** BEGIN **

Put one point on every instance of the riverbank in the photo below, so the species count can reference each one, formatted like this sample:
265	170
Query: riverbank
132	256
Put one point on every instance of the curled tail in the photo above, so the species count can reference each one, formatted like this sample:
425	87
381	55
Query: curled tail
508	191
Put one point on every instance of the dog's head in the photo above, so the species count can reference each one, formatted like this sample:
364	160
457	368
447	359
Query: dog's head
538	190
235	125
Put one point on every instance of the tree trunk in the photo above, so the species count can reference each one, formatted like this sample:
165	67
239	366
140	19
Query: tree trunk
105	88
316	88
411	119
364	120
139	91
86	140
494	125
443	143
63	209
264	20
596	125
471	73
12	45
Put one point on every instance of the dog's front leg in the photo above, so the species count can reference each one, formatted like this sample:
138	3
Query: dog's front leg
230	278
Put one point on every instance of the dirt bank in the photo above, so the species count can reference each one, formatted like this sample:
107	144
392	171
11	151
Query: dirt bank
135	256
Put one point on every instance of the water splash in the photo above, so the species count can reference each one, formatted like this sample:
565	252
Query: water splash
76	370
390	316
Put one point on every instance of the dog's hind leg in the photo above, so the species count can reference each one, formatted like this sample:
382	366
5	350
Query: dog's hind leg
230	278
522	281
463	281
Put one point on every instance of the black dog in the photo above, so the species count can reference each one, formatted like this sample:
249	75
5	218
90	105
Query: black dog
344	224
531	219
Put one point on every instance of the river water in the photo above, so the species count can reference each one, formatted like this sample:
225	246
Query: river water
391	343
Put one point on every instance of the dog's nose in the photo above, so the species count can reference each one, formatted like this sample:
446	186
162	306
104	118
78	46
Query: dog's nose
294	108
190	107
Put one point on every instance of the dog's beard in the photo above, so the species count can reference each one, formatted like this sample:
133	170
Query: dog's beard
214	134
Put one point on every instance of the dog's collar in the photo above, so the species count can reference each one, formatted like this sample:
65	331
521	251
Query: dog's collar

** END **

Reproduce the material from the line with "Put one point on every instance of the dog's front" up to and including its final line, changing "species count" to "animal tally" and keeping everything else the same.

Put one point on every instance of the dog's front leg in the photo above, so the animal tally can reference each one, formatted like this sample:
138	3
Query: dog's front leg
230	278
Put one point on every instance of the dirt bank in the photo above, so the animal tally can reference each one, formatted like this sample:
107	144
392	171
11	151
Query: dirt bank
135	256
Put one point on every instance of the water splash in the photo above, so the animal tally can reference each one, formatted like this sample:
565	252
Query: water splash
76	370
390	316
Put one point on every instance of the dog's hind leg in the photo above, so the animal tally can reference each one, formatted like this sample:
382	366
5	350
Query: dog's hind leg
230	278
522	281
463	281
Put one point on every instance of the black dog in the photo above, so the animal tally can reference each one, formatted like this sample:
249	75
5	218
90	105
Query: black dog
344	224
531	219
Put one point on every instance of the river water in the photo above, so the animal tally can reference each one, formatted like this sample:
225	246
Query: river water
391	343
Put one point on every instance of the dog's nose in the photo above, so the animal tally can reference each one, formatted like this sample:
446	186
162	306
104	118
78	46
Query: dog's nose
294	108
190	107
Put one point on every instance of the dog's beard in the photo above, so the animal tally can reference each one, formatted like this sample:
133	170
Query: dog's beard
214	134
Put one point on every instance of the dog's collar in the photo above, so the animal tally can reference each one, formatted like this sample:
65	331
521	251
Query: dog's collar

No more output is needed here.